Include only the line with "Given the photograph above" and the lines after it, each reproduced exactly as it stands in the entries below.

(Stored data entries)
....
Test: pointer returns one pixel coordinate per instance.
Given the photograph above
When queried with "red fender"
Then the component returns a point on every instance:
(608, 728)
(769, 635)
....
# SOLUTION TO THIS EXERCISE
Given the photograph above
When queried with "red fender"
Then the component returns a point on every instance:
(608, 728)
(769, 635)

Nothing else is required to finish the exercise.